Text passage:
##########
Of late, the educational sector in Kerala is becoming infamous for wrong reasons. From controversies in the SSLC results to the textbook crisis, the 100 percent literate state is slowly losing its glory.

Recently, the Kerala high court has struck down the provision in the Kerala Education Rule (KER) which lay down a teacher- pupil ratio of 1:45 to determine the staff strength of schools in the state. The high court judgement came on the backdrop of teacher’s package that was announced by the State Government on August 6, 2015. As per the package, for all the teachers’ posts fixed in 2010-11, the sanction will be given to those appointments after 2011-12 owing to retirement, death, resignation, promotion and transfer. This will be done according to the teacher-pupil ratio of 1:30 and 1:35 for lower primary and upper primary schools respectively. But, from 2015-16, the teacher-pupil ratio of 1:45 as laid down in the Kerala Education Rules (KER) will be applicable.

A petition was filed in the Kerala High Court against some of the provisions of the package by the management of some aided schools. The apprehensions in the package were with regard to the teacher- pupil ratio and the prior approval needed from the Government for the appointment of teachers in aided schools.  Accordingly Kerala high court stayed the teacher’s package announced by the State Government for two months. And recently, Kerala High Court has struck down these contentious provisions in the package.

The Government of Kerala came up with a teacher’s package in 2011, which was cancelled by the Kerala High Court. The State Government has given an appeal against this verdict, which is under the deliberation of the court. The State Government came up again with teacher’s package in 2015 in consultation with the management of some aided schools. But the new package was also challenged in the high court by some managers of aided schools.

One of the findings made by the Kerala High Court with regard to the teacher- pupil ratio was that it was against the norms specified by the Right to Education (RTE) Act. The court held that pupil teacher’s ratio should be calculated on the basis student’s strength in each class and not on the basis of student’s strength of the entire school. The RTE Act prescribes teacher-pupil ratio of 1:30 for lower primary schools and 1:35 for upper primary schools as against KER with a ratio of 1:45. Since education comes under the concurrent list, the court held that the decision made by the Central Government will be final. So, the norms stipulated in the RTE should be followed. The court has also ruled out the need for government’s prior permission for the appointment of teacher’s in aided schools.
##########
Stated task:
Quote the passage on Kerala's teacher-pupil ratio word for word, the stretch from "A petition was" through "in the package.".

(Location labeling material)
##########
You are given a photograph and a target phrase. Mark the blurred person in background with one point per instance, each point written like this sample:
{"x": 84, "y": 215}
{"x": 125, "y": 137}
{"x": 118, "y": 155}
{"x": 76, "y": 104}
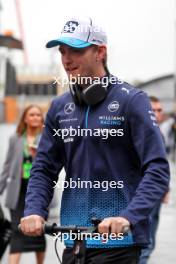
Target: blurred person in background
{"x": 159, "y": 114}
{"x": 15, "y": 176}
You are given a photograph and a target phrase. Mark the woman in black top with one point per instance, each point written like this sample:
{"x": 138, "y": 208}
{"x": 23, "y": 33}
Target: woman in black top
{"x": 28, "y": 133}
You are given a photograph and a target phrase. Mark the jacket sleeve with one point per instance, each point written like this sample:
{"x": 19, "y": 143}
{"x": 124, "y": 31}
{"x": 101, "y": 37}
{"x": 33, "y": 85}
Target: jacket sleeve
{"x": 6, "y": 167}
{"x": 149, "y": 146}
{"x": 46, "y": 167}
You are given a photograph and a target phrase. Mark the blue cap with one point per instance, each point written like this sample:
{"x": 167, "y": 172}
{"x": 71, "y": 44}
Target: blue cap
{"x": 79, "y": 33}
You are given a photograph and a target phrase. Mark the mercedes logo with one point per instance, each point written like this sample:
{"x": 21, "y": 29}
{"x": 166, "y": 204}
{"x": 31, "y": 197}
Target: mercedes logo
{"x": 69, "y": 108}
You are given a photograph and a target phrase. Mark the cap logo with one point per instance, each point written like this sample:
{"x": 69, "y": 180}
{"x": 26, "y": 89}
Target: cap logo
{"x": 70, "y": 26}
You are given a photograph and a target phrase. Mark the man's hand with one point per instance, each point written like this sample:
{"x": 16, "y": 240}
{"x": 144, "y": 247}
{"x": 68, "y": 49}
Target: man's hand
{"x": 32, "y": 225}
{"x": 113, "y": 225}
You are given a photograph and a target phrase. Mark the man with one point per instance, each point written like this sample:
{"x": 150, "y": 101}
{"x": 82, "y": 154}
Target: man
{"x": 122, "y": 147}
{"x": 145, "y": 254}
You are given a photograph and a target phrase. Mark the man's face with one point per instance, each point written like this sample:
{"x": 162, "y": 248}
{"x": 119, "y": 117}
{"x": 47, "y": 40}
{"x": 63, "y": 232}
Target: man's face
{"x": 80, "y": 62}
{"x": 158, "y": 110}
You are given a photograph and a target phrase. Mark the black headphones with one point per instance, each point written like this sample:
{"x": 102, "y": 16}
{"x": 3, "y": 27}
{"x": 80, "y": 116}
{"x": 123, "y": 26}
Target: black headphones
{"x": 91, "y": 95}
##########
Right answer:
A petition was filed in the Kerala High Court against some of the provisions of the package by the management of some aided schools. The apprehensions in the package were with regard to the teacher- pupil ratio and the prior approval needed from the Government for the appointment of teachers in aided schools.  Accordingly Kerala high court stayed the teacher’s package announced by the State Government for two months. And recently, Kerala High Court has struck down these contentious provisions in the package.